(Saved data entries)
______

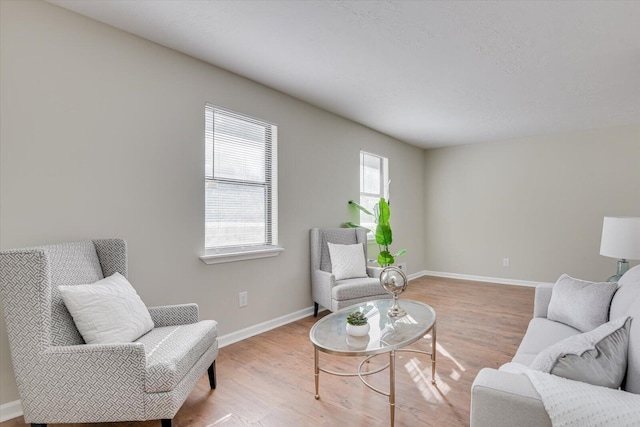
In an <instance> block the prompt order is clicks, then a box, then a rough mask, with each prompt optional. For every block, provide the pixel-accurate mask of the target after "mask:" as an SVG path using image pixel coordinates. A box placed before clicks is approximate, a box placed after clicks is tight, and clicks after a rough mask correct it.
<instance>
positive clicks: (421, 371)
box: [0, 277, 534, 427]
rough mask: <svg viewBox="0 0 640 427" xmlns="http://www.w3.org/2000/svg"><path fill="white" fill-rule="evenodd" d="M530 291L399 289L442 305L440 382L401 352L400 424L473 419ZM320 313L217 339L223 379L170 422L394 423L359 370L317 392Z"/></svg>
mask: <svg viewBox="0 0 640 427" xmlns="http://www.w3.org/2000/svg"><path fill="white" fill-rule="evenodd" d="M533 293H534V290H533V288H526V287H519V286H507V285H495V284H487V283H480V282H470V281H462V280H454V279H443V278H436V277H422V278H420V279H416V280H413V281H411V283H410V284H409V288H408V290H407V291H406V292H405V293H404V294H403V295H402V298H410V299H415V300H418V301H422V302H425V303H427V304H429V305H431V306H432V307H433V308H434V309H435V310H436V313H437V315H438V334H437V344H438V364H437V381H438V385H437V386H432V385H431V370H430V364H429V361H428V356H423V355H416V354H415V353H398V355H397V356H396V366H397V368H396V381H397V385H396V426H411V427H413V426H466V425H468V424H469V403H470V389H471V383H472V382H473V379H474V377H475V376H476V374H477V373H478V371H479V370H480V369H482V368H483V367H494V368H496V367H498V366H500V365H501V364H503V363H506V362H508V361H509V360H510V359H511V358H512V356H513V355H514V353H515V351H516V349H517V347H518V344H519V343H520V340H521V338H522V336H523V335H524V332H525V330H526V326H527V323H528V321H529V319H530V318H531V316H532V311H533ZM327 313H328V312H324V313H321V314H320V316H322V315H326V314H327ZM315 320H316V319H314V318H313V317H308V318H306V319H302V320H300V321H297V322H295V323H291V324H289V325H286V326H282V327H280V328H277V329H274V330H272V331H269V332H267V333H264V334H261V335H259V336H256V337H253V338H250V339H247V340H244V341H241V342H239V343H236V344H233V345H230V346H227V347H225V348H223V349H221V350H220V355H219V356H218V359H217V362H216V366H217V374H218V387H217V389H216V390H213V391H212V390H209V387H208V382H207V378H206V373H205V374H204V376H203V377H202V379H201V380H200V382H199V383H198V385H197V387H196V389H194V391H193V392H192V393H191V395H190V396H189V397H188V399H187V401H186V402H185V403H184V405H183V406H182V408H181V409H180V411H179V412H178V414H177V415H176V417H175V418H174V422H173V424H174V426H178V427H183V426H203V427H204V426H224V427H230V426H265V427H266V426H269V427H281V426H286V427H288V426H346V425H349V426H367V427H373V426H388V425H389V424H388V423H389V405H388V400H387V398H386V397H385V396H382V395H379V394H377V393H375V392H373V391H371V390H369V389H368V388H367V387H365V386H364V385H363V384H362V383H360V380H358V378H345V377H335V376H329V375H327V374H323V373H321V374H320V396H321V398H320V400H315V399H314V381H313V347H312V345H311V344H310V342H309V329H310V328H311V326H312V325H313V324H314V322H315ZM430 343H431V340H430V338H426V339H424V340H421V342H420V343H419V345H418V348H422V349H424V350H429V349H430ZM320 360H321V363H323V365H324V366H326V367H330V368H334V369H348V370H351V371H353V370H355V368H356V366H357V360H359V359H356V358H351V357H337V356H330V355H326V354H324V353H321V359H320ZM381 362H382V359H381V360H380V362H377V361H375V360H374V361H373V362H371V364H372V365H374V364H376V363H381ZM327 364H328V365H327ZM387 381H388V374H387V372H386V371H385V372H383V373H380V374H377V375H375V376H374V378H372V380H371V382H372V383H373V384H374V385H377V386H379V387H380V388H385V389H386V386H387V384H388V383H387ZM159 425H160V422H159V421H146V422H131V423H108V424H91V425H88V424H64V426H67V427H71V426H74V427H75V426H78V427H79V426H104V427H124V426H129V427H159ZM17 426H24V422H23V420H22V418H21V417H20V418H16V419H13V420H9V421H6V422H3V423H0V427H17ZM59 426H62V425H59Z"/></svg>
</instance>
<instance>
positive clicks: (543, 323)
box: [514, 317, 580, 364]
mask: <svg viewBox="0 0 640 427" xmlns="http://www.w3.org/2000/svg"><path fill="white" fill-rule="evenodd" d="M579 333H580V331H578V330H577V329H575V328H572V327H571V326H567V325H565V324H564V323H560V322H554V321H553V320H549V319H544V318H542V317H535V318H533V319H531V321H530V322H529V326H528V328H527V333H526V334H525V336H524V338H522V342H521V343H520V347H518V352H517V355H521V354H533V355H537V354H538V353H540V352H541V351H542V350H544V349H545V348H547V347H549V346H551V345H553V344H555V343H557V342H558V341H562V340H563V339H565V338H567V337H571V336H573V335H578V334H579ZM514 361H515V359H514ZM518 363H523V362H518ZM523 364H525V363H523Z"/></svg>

______

Search the data for the string "clicks" and copy each line where it appears.

In an <instance> block the prompt order is clicks, then a box, then a rough mask, with each prompt optional. For every block, provide the pixel-accurate mask of the target after "mask:" as an SVG path using image pixel coordinates. A box placed before clicks is approximate, a box placed after clicks is tight, and clicks after a rough mask correct it.
positive clicks: (421, 371)
positive clicks: (543, 323)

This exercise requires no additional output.